Problem to solve:
Copy the lines word for word. Begin at the line that contains "For every instance of the large wall" and end with the final line of the data.

╭──

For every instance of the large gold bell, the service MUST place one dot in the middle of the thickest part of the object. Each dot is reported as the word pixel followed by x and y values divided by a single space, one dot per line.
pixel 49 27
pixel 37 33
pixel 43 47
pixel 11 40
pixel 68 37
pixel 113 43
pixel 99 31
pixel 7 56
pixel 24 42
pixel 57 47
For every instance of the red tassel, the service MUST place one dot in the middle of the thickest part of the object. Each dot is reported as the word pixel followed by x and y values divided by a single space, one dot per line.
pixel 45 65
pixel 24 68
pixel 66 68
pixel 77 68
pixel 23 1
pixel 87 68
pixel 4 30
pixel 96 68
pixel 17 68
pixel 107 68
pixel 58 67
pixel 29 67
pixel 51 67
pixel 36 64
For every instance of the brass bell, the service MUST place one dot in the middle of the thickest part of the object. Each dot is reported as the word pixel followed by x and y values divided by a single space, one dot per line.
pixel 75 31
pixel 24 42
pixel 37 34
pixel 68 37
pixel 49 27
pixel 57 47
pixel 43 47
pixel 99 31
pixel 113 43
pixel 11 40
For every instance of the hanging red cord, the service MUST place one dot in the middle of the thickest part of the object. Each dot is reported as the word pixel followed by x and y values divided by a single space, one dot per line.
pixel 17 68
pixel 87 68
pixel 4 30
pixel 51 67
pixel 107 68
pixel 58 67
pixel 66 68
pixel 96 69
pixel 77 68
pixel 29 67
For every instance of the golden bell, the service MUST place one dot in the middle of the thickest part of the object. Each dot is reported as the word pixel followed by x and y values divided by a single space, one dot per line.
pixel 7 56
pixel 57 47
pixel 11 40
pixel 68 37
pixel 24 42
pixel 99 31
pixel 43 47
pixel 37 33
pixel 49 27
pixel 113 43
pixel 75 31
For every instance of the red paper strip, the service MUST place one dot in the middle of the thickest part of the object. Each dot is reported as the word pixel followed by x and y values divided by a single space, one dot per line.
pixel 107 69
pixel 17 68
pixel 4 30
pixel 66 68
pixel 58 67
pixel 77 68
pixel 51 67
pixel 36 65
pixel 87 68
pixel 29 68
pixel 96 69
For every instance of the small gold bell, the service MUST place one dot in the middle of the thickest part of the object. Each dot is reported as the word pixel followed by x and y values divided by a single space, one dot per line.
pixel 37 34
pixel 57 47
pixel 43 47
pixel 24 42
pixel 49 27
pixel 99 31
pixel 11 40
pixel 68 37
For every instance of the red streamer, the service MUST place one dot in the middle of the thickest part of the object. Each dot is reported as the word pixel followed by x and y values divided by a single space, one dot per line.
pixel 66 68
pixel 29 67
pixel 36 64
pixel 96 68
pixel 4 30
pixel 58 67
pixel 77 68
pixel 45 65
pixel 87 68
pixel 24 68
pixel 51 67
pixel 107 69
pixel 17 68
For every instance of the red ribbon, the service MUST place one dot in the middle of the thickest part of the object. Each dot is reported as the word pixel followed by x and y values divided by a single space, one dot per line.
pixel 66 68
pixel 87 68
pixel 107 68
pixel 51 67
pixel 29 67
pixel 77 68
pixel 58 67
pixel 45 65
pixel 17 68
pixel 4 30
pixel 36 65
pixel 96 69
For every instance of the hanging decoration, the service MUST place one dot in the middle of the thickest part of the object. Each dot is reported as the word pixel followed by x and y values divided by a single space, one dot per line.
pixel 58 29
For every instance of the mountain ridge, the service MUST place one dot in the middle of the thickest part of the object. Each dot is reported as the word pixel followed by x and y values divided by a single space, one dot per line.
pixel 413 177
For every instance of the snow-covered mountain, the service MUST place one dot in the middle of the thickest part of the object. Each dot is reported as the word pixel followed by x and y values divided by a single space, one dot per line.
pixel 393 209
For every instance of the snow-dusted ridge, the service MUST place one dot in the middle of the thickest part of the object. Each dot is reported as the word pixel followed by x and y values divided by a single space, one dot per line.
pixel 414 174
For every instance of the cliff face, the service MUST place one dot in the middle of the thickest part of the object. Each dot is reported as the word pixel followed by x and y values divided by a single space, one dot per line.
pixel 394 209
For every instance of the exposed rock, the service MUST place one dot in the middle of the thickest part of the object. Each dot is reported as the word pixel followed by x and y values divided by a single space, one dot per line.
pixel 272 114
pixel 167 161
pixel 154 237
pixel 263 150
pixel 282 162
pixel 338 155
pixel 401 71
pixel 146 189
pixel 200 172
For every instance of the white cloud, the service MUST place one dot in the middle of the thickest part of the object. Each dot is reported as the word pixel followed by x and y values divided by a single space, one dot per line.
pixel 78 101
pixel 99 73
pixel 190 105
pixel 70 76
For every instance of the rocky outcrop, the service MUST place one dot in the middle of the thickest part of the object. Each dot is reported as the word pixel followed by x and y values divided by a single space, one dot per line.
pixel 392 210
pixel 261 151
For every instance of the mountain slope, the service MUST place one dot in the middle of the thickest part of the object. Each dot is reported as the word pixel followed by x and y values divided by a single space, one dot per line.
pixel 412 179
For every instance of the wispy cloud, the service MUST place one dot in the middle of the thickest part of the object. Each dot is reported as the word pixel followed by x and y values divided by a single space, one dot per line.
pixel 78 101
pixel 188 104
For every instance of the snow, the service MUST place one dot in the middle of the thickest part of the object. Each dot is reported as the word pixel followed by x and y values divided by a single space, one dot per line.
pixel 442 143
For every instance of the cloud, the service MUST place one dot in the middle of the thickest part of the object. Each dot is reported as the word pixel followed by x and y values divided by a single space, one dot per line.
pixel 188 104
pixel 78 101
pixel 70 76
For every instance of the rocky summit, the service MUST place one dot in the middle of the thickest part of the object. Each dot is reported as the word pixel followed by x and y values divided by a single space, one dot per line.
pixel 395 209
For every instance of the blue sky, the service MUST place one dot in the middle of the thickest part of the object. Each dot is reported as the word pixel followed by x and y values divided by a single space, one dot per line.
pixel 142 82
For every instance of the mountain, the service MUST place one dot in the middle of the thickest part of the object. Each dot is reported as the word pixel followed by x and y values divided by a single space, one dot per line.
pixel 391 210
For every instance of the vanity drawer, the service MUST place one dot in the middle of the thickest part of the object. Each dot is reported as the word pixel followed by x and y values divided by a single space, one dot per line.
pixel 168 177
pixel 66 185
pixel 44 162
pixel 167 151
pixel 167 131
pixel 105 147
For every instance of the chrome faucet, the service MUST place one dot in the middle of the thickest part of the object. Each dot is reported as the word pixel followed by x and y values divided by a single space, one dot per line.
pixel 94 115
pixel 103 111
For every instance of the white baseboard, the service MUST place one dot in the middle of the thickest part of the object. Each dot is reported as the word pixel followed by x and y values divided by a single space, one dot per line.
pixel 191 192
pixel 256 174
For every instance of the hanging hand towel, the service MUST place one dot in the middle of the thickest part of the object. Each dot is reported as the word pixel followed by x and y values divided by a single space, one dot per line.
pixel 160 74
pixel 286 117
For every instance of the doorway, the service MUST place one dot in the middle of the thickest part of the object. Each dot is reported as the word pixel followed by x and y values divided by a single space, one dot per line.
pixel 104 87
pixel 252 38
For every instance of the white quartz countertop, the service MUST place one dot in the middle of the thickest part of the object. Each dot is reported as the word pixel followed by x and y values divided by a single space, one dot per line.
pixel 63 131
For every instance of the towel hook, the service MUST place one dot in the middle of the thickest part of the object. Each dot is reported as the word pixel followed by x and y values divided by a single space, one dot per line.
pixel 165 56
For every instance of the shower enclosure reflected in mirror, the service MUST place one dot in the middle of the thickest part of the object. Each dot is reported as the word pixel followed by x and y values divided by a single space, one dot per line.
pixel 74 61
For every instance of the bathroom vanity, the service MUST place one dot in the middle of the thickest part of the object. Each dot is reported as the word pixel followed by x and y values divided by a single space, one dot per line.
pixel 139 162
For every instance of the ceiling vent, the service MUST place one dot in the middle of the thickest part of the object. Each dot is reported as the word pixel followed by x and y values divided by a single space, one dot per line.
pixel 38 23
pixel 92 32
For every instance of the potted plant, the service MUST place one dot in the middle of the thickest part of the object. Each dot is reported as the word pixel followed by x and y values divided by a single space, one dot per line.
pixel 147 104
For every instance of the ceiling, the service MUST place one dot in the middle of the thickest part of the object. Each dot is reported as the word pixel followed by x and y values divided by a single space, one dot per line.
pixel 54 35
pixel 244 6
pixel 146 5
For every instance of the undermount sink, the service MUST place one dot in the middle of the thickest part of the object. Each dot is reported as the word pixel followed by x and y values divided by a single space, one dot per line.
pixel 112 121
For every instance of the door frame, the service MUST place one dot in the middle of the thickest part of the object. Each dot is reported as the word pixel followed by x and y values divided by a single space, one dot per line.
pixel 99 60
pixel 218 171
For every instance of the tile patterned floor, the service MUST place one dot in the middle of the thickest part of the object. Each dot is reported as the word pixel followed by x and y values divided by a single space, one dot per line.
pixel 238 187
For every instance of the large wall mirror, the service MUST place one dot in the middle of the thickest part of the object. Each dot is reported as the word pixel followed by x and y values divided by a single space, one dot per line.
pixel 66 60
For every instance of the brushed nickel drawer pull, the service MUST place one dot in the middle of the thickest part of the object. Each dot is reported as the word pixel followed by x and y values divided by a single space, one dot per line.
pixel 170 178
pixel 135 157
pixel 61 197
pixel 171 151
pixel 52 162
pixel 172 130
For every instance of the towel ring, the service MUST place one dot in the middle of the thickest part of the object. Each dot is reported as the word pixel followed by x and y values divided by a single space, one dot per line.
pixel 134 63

╰──

Final answer:
For every instance of the large wall mirror, the service MUST place one dot in the middle of the thickest part of the object. Each dot is reported as the word pixel followed by x and y values divided by a single space, one dot per line.
pixel 66 60
For every instance of the brushed nickel drawer pull, the service MUST place one dot in the middle of the thickest part of the object. Each dot is reported as the word pixel followed by x and y values divided by a single space, one dot per line.
pixel 170 178
pixel 135 157
pixel 61 197
pixel 171 151
pixel 52 162
pixel 172 130
For every instance of the towel ring, the service MUST place one dot in the middle of the thickest part of the object. Each dot is reported as the word pixel followed by x and y values divided by a single space, one dot per line.
pixel 134 63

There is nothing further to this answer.